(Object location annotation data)
+ + + + + + +
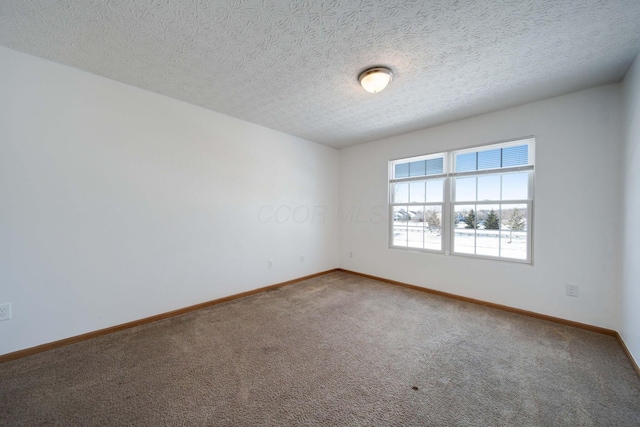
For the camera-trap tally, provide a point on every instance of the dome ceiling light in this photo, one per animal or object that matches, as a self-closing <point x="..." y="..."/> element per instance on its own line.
<point x="375" y="79"/>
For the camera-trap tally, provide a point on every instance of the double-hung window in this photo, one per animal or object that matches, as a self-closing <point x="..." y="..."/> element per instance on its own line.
<point x="474" y="202"/>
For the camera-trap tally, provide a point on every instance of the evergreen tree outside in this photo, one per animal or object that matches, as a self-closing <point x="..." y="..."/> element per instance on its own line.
<point x="492" y="222"/>
<point x="433" y="219"/>
<point x="515" y="222"/>
<point x="470" y="219"/>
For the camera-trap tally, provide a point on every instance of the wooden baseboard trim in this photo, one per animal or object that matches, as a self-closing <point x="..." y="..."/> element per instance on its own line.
<point x="78" y="338"/>
<point x="634" y="365"/>
<point x="559" y="320"/>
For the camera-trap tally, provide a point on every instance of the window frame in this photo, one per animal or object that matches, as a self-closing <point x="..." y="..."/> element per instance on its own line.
<point x="393" y="180"/>
<point x="449" y="202"/>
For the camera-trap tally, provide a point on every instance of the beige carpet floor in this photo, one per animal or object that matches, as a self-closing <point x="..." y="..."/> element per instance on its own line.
<point x="334" y="350"/>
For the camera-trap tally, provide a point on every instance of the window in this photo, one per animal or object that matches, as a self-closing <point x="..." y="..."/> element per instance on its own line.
<point x="474" y="202"/>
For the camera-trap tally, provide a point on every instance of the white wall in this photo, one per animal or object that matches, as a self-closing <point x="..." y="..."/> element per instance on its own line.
<point x="577" y="199"/>
<point x="630" y="283"/>
<point x="118" y="203"/>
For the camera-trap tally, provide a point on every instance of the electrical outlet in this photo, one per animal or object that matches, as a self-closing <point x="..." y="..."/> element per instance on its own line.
<point x="572" y="290"/>
<point x="5" y="311"/>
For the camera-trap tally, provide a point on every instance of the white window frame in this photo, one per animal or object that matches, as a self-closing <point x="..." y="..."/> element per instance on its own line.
<point x="449" y="201"/>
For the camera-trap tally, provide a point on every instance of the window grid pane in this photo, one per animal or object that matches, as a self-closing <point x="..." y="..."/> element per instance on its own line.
<point x="489" y="212"/>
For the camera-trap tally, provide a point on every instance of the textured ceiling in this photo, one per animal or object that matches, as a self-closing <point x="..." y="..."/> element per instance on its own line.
<point x="293" y="65"/>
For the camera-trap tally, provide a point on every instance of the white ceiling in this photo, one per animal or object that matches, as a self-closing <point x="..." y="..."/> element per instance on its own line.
<point x="293" y="65"/>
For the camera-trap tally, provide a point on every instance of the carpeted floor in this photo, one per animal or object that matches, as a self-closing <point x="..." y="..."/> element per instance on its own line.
<point x="334" y="350"/>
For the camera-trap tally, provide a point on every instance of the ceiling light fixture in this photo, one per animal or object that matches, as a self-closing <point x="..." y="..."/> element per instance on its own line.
<point x="375" y="79"/>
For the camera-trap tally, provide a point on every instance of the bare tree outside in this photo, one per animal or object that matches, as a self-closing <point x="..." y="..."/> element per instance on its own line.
<point x="433" y="219"/>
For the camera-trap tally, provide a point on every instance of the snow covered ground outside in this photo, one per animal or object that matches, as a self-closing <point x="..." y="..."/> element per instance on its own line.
<point x="496" y="243"/>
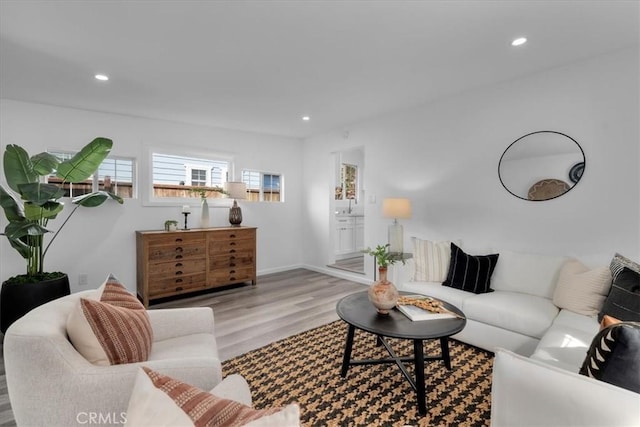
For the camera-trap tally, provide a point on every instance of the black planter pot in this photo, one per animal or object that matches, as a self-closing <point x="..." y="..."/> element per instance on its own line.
<point x="17" y="299"/>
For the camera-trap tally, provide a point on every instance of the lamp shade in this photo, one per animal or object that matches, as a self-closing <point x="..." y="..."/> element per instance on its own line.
<point x="396" y="208"/>
<point x="236" y="190"/>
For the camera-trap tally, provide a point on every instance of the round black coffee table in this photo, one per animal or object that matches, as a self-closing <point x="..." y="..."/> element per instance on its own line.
<point x="358" y="312"/>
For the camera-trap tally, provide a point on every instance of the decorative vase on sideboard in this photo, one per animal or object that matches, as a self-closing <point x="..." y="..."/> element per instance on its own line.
<point x="383" y="294"/>
<point x="204" y="216"/>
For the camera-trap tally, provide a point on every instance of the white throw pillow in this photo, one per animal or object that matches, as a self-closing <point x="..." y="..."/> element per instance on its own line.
<point x="161" y="401"/>
<point x="431" y="260"/>
<point x="527" y="273"/>
<point x="582" y="290"/>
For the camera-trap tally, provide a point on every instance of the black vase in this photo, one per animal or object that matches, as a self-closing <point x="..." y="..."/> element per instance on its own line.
<point x="17" y="299"/>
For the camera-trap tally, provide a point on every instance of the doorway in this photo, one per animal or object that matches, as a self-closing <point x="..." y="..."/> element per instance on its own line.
<point x="347" y="210"/>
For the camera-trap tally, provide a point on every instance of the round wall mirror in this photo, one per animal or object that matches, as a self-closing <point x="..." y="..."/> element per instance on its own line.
<point x="541" y="165"/>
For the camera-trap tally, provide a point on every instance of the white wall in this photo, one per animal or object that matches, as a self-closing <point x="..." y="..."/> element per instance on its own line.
<point x="444" y="157"/>
<point x="99" y="241"/>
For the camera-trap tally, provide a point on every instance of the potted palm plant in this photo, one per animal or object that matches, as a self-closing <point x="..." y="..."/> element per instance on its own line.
<point x="29" y="204"/>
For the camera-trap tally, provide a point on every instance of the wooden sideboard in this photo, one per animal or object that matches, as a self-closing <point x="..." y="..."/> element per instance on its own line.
<point x="172" y="263"/>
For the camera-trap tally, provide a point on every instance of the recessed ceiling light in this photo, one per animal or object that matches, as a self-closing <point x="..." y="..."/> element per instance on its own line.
<point x="519" y="41"/>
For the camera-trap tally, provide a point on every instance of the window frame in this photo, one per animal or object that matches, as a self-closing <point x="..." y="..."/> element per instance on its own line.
<point x="146" y="185"/>
<point x="261" y="189"/>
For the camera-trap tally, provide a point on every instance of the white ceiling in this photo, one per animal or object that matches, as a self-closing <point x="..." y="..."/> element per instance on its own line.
<point x="262" y="65"/>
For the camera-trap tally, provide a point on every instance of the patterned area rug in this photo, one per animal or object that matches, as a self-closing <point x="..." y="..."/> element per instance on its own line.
<point x="305" y="368"/>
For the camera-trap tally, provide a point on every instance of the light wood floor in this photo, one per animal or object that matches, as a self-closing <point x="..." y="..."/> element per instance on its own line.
<point x="353" y="264"/>
<point x="247" y="317"/>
+ + + + + + +
§ **Aim of the exercise**: Give an exact reproduction of every line, leaving out any picture.

§ **Finished exercise**:
For the camera-trap tally, provide a point on every instance of the dome ceiling light in this photo, one per animal or object that matches, as a self-closing <point x="..." y="..."/> element per instance on its own line.
<point x="375" y="79"/>
For the camera-trap tally, provide a point on every instance of the double-hung window in this photo, one per animal or object that matches, as a self-closing <point x="..." y="..."/> element per instance on its own line.
<point x="474" y="202"/>
For the camera-trap tally, provide a point on every instance of the evergreen tree outside in this photo, one per animal or object that matches, as a self-closing <point x="..." y="..."/> element per instance on its own line.
<point x="492" y="222"/>
<point x="433" y="219"/>
<point x="515" y="222"/>
<point x="470" y="219"/>
For the camera-trap tally, provide a point on every instance of the wooden baseboard trim in this photo, one per animal or object that matches, as a self-closing <point x="..." y="..."/> element per instance on its own line.
<point x="78" y="338"/>
<point x="634" y="365"/>
<point x="559" y="320"/>
For the camera-trap tally, provide a point on every instance of the window frame in this photo, one per animal or object that matches, as a self-closing <point x="..." y="..."/> element per instance on its own line.
<point x="393" y="180"/>
<point x="449" y="202"/>
For the camera-trap tally, provide a point on every instance of the beige carpet floor in this photo, one per animal or object that matches, as a self-closing <point x="..." y="..."/> element per instance on its own line.
<point x="334" y="350"/>
For the camera-trap tally, provide a point on every instance of the window in this photo, one per animal or object that matches, as a self-closing <point x="..." y="..."/> element per instance on its own line.
<point x="474" y="202"/>
For the camera-trap tally, provide a point on every instance of the white wall in this photo, one per animal or object that matches, as a self-closing <point x="..." y="..."/> element per instance on its own line.
<point x="577" y="199"/>
<point x="630" y="283"/>
<point x="118" y="203"/>
For the camera-trap tally, provide a point on every instance of the electrical outlet in this photo, one per animal or object that matches, as a self-closing <point x="..." y="..."/> element per instance on its own line.
<point x="572" y="290"/>
<point x="5" y="311"/>
For the camera-trap tally, provide a point on every instance of the white window frame in this photo, one per animal or object that matches, as a self-closing <point x="..." y="..."/> element per instance on its own line.
<point x="449" y="201"/>
For the camera-trap tally, provide a point on every instance of the window grid pane in this photo, one per animal or object that matches, as a self-closing <point x="..." y="..."/> element per instance on its own line.
<point x="489" y="212"/>
For the camera-trap tally, provide a point on every instance of the textured ceiling in this photo, one per animal or object that matches, as a self-closing <point x="..." y="..."/> element per instance on its own line.
<point x="293" y="65"/>
For the camera-trap tally, provide a point on every instance of the white ceiling in this photo, one per animal or object that matches, as a self-closing <point x="..." y="..."/> element per instance on its own line.
<point x="293" y="65"/>
For the camera-trap tally, provide a point on every instance of the carpeted floor in this photo, one per animal or object that matches, as a self-closing <point x="..." y="..."/> element per instance on its own line.
<point x="334" y="350"/>
For the camera-trap tally, provide a point on every instance of the ceiling light fixture in this photo, one per animal or object that matches, as a self-closing <point x="..." y="..."/> element per instance on its own line.
<point x="375" y="79"/>
For the camera-trap tally, provide a point on every instance of the bare tree outside in this photo, one per animal or object that matches, as a self-closing <point x="..." y="..."/> element per instance on its own line.
<point x="433" y="219"/>
For the camera-trap tally, provide a point on every instance of the snow covered ground outside in this photo, one per animal or object that matches, as a self-closing <point x="..." y="..."/> element per instance on its own line.
<point x="496" y="243"/>
For the camera-trap tally, provide a point on every instance of the black planter pot in this photo, one per animal or object that matches, as a self-closing <point x="..." y="..."/> element per instance on its own line.
<point x="17" y="299"/>
For the camera-trap tally, provide a point on every instance of the lamp shade in this photo, one per animal or object that matches, as a self-closing <point x="..." y="..."/> element per instance on its own line.
<point x="396" y="208"/>
<point x="236" y="190"/>
For the camera-trap tally, provide a point on every instance of the round black coffee table in this photo, one per animal or object that matches, as a self-closing <point x="..." y="..."/> element per instance on its own line.
<point x="358" y="312"/>
For the camera-trap tally, provide a point on every instance of the decorative vase on sideboard in this photo, one per animal or object that matches, as a self-closing <point x="..." y="..."/> element per instance on its own line.
<point x="383" y="294"/>
<point x="204" y="216"/>
For the camera-trap tally, provide a point on every instance of the white throw pillow in this photo, one per animal or object that matches, as a self-closing <point x="..." y="..."/> element per instance on its own line.
<point x="161" y="401"/>
<point x="431" y="260"/>
<point x="527" y="273"/>
<point x="582" y="290"/>
For the camera-trap tally, provide a point on every instance of the black vase in this photo, one per animal or object that matches, as a self-closing <point x="..." y="..."/> element per instance on its own line.
<point x="17" y="299"/>
For the camera-trap tally, provide a point on every instance of the doorway in this photo, one per animal or object that matches, as a self-closing <point x="..." y="..."/> element per instance on its own line.
<point x="347" y="210"/>
For the camera-trap tally, provide a point on every instance of the round wall mirror in this photo, one per animal or object that matches, as a self-closing <point x="..." y="..."/> element per instance on its own line.
<point x="541" y="165"/>
For the camera-trap tally, provide a point on every instance of the white wall in this photo, one per animal or object that matches, as a self-closing <point x="..." y="..."/> element per instance on its own line.
<point x="444" y="157"/>
<point x="99" y="241"/>
For the camera-trap tally, provide a point on every instance of the potted palm plant in this photo, one per animal or object that matches, as a self-closing <point x="..." y="..."/> element per instance on its own line.
<point x="29" y="204"/>
For the camera-trap tally, provide a point on every instance of the wooden sideboard in this photo, one per animal or object that matches, as a self-closing <point x="..." y="..."/> element per instance on its own line.
<point x="172" y="263"/>
For the camera-trap tally, provide a point on every instance of the recessed ceiling light in this photo, one per animal or object that matches, as a self-closing <point x="..." y="..."/> element per instance on its own line.
<point x="519" y="41"/>
For the camera-trap tally, provide a point on every instance of the window frame in this photo, one per animal or object that matches, as a self-closing <point x="..." y="..."/> element per instance on its own line.
<point x="146" y="185"/>
<point x="261" y="189"/>
For the camera-trap tally, provide a point on every instance of the white ceiling in this photo, one per animal or object that matches, as a self-closing <point x="..." y="..."/> element per instance on its own line.
<point x="262" y="65"/>
For the camera-trap tally, provide a point on every instance of the patterned area rug in this photo, one per animal or object that matches, as a self-closing <point x="..." y="..."/> element per instance on its own line.
<point x="305" y="368"/>
For the camera-trap tally, provide a point on every instance of the light wood floor in this photo, one per animal or object that matches, as a self-closing <point x="..." y="..."/> element per instance on its own line.
<point x="353" y="264"/>
<point x="247" y="317"/>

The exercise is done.